Where a line of the records holds the string "instance", copy that line.

[Segmentation mask data]
§ §
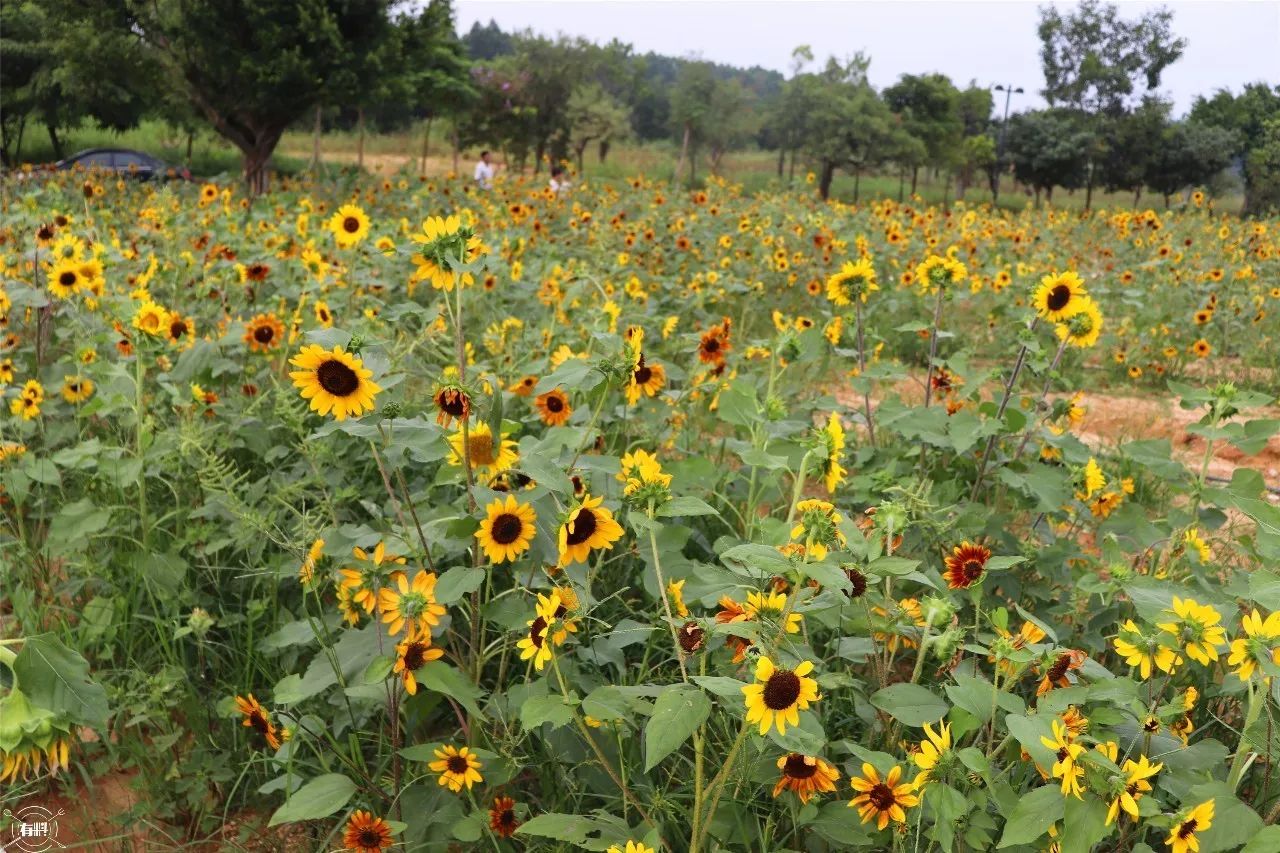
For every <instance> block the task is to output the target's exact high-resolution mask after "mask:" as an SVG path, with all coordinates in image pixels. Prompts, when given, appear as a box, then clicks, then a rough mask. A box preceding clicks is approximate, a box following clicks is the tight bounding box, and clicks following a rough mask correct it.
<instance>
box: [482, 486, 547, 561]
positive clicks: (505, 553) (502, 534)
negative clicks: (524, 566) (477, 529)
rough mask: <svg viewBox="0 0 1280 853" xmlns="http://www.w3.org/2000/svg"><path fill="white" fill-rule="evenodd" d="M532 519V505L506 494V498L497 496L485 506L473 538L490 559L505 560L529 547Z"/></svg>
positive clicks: (533, 534) (531, 525)
mask: <svg viewBox="0 0 1280 853" xmlns="http://www.w3.org/2000/svg"><path fill="white" fill-rule="evenodd" d="M536 521H538V516H536V514H535V512H534V507H531V506H529V505H527V503H521V502H518V501H517V500H516V497H515V496H513V494H508V496H507V500H506V501H502V500H500V498H499V500H497V501H494V502H493V503H490V505H489V506H486V507H485V517H484V520H481V521H480V529H479V530H476V539H479V542H480V548H481V549H483V551H484V552H485V556H486V557H489V561H490V562H508V561H512V560H515V558H516V557H518V556H520V555H522V553H524V552H526V551H529V543H530V542H532V540H534V535H535V534H536V533H538V528H536V526H535V523H536Z"/></svg>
§ §
Reply to the task >>
For every <instance> block the task is to output the target's exact high-resolution mask after "mask:" as an SVG path, with all coordinates in image pixels. Prompts, when given, appear as a box, then clicks, then a rough mask. A box preceding clicks is approximate, a box following clicks is the tight bounding box, and clicks following a rough mask correct it.
<instance>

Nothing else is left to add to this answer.